__EXERCISE DESCRIPTION__: What is needed is a faithful transcription of all the data below, pictures excluded.

(Extracted records)
Start of Block

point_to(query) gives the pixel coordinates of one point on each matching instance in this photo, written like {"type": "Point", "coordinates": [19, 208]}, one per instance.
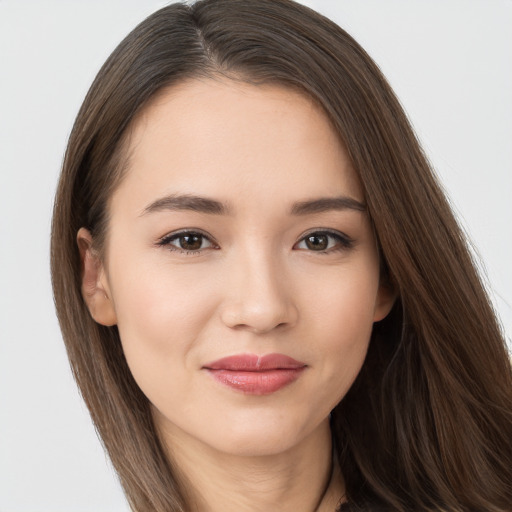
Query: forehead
{"type": "Point", "coordinates": [227, 138]}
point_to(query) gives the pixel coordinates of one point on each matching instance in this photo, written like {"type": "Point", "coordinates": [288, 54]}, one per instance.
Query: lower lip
{"type": "Point", "coordinates": [257, 382]}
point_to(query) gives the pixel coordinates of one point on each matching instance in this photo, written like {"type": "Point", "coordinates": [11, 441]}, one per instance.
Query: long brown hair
{"type": "Point", "coordinates": [428, 423]}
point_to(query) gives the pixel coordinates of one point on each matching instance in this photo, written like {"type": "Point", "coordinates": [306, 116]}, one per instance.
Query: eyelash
{"type": "Point", "coordinates": [343, 242]}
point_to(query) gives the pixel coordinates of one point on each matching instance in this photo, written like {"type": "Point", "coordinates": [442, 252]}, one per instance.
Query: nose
{"type": "Point", "coordinates": [258, 296]}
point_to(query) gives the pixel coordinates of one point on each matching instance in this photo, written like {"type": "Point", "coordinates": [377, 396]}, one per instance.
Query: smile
{"type": "Point", "coordinates": [256, 375]}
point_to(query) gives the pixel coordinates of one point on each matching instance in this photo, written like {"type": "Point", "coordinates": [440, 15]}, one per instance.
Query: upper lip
{"type": "Point", "coordinates": [255, 363]}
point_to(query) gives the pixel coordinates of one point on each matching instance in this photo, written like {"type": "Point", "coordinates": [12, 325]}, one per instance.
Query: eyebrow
{"type": "Point", "coordinates": [175, 202]}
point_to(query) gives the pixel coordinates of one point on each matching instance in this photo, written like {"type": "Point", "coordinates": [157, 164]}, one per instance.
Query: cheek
{"type": "Point", "coordinates": [161, 312]}
{"type": "Point", "coordinates": [343, 323]}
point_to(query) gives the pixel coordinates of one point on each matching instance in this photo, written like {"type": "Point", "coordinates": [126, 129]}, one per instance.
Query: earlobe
{"type": "Point", "coordinates": [95, 287]}
{"type": "Point", "coordinates": [386, 298]}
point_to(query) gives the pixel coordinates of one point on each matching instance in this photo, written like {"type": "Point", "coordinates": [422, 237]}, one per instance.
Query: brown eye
{"type": "Point", "coordinates": [317, 242]}
{"type": "Point", "coordinates": [325, 242]}
{"type": "Point", "coordinates": [191, 242]}
{"type": "Point", "coordinates": [186, 241]}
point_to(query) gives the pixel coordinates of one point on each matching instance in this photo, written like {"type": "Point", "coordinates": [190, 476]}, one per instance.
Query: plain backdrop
{"type": "Point", "coordinates": [450, 62]}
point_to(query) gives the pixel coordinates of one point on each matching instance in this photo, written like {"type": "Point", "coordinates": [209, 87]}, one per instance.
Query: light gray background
{"type": "Point", "coordinates": [450, 61]}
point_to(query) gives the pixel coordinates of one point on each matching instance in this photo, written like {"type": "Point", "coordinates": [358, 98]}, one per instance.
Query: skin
{"type": "Point", "coordinates": [254, 286]}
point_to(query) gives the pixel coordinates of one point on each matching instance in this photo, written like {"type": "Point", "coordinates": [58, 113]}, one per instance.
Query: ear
{"type": "Point", "coordinates": [386, 297]}
{"type": "Point", "coordinates": [95, 287]}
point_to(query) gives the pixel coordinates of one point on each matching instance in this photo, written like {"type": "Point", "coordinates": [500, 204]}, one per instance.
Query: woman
{"type": "Point", "coordinates": [265, 298]}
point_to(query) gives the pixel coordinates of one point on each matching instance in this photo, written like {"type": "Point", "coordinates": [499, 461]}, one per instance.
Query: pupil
{"type": "Point", "coordinates": [317, 242]}
{"type": "Point", "coordinates": [191, 242]}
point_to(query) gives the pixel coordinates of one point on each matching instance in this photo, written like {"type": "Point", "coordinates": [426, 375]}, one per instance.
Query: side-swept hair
{"type": "Point", "coordinates": [428, 423]}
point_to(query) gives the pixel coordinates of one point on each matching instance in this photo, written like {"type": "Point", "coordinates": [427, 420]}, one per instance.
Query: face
{"type": "Point", "coordinates": [241, 267]}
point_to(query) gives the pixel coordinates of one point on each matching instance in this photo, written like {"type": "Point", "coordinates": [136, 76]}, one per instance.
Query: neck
{"type": "Point", "coordinates": [302, 478]}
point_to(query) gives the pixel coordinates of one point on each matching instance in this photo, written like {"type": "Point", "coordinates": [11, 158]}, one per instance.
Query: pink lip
{"type": "Point", "coordinates": [256, 375]}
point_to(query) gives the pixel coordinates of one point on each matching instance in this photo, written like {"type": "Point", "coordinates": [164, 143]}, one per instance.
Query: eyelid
{"type": "Point", "coordinates": [343, 239]}
{"type": "Point", "coordinates": [165, 241]}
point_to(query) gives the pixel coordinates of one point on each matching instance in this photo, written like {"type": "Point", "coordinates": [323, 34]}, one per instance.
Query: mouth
{"type": "Point", "coordinates": [256, 375]}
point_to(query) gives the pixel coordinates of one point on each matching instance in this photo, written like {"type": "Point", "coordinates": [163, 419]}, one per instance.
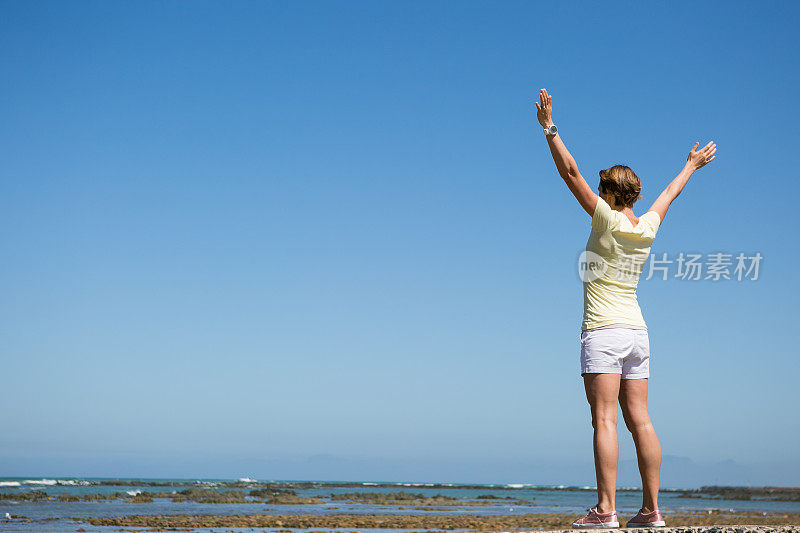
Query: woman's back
{"type": "Point", "coordinates": [621, 250]}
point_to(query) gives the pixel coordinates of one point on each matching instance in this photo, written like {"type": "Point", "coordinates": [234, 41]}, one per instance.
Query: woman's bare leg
{"type": "Point", "coordinates": [602, 391]}
{"type": "Point", "coordinates": [633, 400]}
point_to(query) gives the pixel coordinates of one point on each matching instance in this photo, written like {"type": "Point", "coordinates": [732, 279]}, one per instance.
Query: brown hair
{"type": "Point", "coordinates": [622, 183]}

End of Block

__TASK SOLUTION__:
point_to(query) gives the pixel coordinates of one point on each matching instance in this photo, written like {"type": "Point", "coordinates": [19, 208]}, one per instance.
Query: forehead
{"type": "Point", "coordinates": [227, 138]}
point_to(query) gives the pixel coordinates of one point on each matching instance in this photo, written like {"type": "Point", "coordinates": [288, 54]}, one per instance.
Query: lower lip
{"type": "Point", "coordinates": [257, 382]}
point_to(query) gives the pixel coordinates of one point on each matching instance in this photo, written like {"type": "Point", "coordinates": [11, 441]}, one per instance.
Query: long brown hair
{"type": "Point", "coordinates": [428, 423]}
point_to(query) gives the pixel coordinates of one point on each matching instance in this photo, written like {"type": "Point", "coordinates": [306, 116]}, one per instance.
Query: eyelash
{"type": "Point", "coordinates": [343, 242]}
point_to(query) gives the pixel coordinates of one point on each matching instance in this photo, written like {"type": "Point", "coordinates": [442, 252]}, one per instance.
Query: nose
{"type": "Point", "coordinates": [258, 296]}
point_to(query) gives the pixel coordinates of one point on each matching instance in this photo, written like {"type": "Point", "coordinates": [377, 396]}, one per instance.
Query: smile
{"type": "Point", "coordinates": [256, 375]}
point_to(query) gives the pixel coordinates of one point on each matching instance in this photo, written like {"type": "Point", "coordinates": [440, 15]}, one per instance.
Query: upper lip
{"type": "Point", "coordinates": [255, 363]}
point_to(query) gives the pixel coordinates of one point on each matching instance in this photo, written like {"type": "Point", "coordinates": [12, 325]}, one per instance.
Query: eyebrow
{"type": "Point", "coordinates": [175, 202]}
point_to(query) gives the pixel coordinates of one point on each matching instance in this photo, written like {"type": "Point", "coordinates": [157, 164]}, one per instance.
Query: cheek
{"type": "Point", "coordinates": [161, 312]}
{"type": "Point", "coordinates": [343, 323]}
point_to(query) gives the pixel coordinates of one point on each matching instance in this photo, written like {"type": "Point", "coordinates": [126, 129]}, one per instance.
Query: earlobe
{"type": "Point", "coordinates": [95, 287]}
{"type": "Point", "coordinates": [386, 298]}
point_to(query) gives the pixel coordinates of one point on each matching instance in this photo, written like {"type": "Point", "coordinates": [422, 237]}, one per instance.
Query: brown eye
{"type": "Point", "coordinates": [317, 242]}
{"type": "Point", "coordinates": [325, 242]}
{"type": "Point", "coordinates": [191, 242]}
{"type": "Point", "coordinates": [186, 241]}
point_to(query) gives the pixel coordinates of one point on each matching instance in this photo, written like {"type": "Point", "coordinates": [190, 476]}, one per instance.
Query: plain backdrop
{"type": "Point", "coordinates": [450, 62]}
point_to(query) gives the pixel coordinates of one point on each matching instance in this photo, written like {"type": "Point", "coordinates": [209, 87]}, one per instance.
Query: light gray background
{"type": "Point", "coordinates": [450, 61]}
point_to(query) gives the pixel coordinates of one point on each matching instance in this photo, written like {"type": "Point", "coordinates": [358, 98]}, one per instance.
Query: skin
{"type": "Point", "coordinates": [254, 286]}
point_to(query) gives the pixel coordinates of one point on each matching instance in this photo, written like {"type": "Point", "coordinates": [58, 113]}, one per instance.
Query: ear
{"type": "Point", "coordinates": [386, 297]}
{"type": "Point", "coordinates": [95, 287]}
point_to(query) gives the pixel coordinates of one point on each matching instance in this photo, written like {"type": "Point", "coordinates": [500, 204]}, one per instance.
Query: woman
{"type": "Point", "coordinates": [265, 298]}
point_to(query) gives the pixel coordinates of one point on each matching instance in this photo, written like {"type": "Point", "coordinates": [499, 461]}, one per instance.
Query: pupil
{"type": "Point", "coordinates": [317, 242]}
{"type": "Point", "coordinates": [191, 242]}
point_to(query) gives the pixel coordinates of one point on each matching instance in this photo, written like {"type": "Point", "coordinates": [426, 375]}, one per instance.
Query: side-swept hair
{"type": "Point", "coordinates": [428, 423]}
point_to(query) gives the pixel coordinates of one point on each matching instance in this photo, written like {"type": "Point", "coordinates": [427, 420]}, one per instance.
Query: face
{"type": "Point", "coordinates": [241, 267]}
point_to(query) gives the pixel coordinates of one point on each matching instance in this photo, written like {"type": "Point", "coordinates": [136, 76]}, one per instance.
Query: neck
{"type": "Point", "coordinates": [302, 478]}
point_to(query) gives the pixel coordinates of one point on each matching instance in this photo, written like {"type": "Point", "coordinates": [11, 158]}, one per instance.
Query: pink lip
{"type": "Point", "coordinates": [256, 375]}
point_to(query) gives the pixel coordinates of one point on each matching instance in this photo, written like {"type": "Point", "coordinates": [164, 143]}, one per instance.
Query: eyelid
{"type": "Point", "coordinates": [343, 239]}
{"type": "Point", "coordinates": [165, 241]}
point_to(query) gives the pixel coordinates of one point on each matching instance in this photo, written like {"type": "Point", "coordinates": [323, 34]}, one per instance.
Query: mouth
{"type": "Point", "coordinates": [256, 375]}
point_to(query) gives the pixel coordinates of one point on each matching instance in this photo, written like {"type": "Point", "coordinates": [163, 419]}, one per instance.
Query: woman's back
{"type": "Point", "coordinates": [621, 250]}
point_to(query) gives the pixel coordinates of one point on each matching instance in this photo, written like {"type": "Point", "coordinates": [234, 41]}, one per instance.
Query: woman's bare leg
{"type": "Point", "coordinates": [602, 391]}
{"type": "Point", "coordinates": [633, 400]}
point_to(query) gives the pixel coordinates of one point on each matching instance in this photo, written like {"type": "Point", "coordinates": [732, 279]}, one per instance.
Query: brown hair
{"type": "Point", "coordinates": [622, 183]}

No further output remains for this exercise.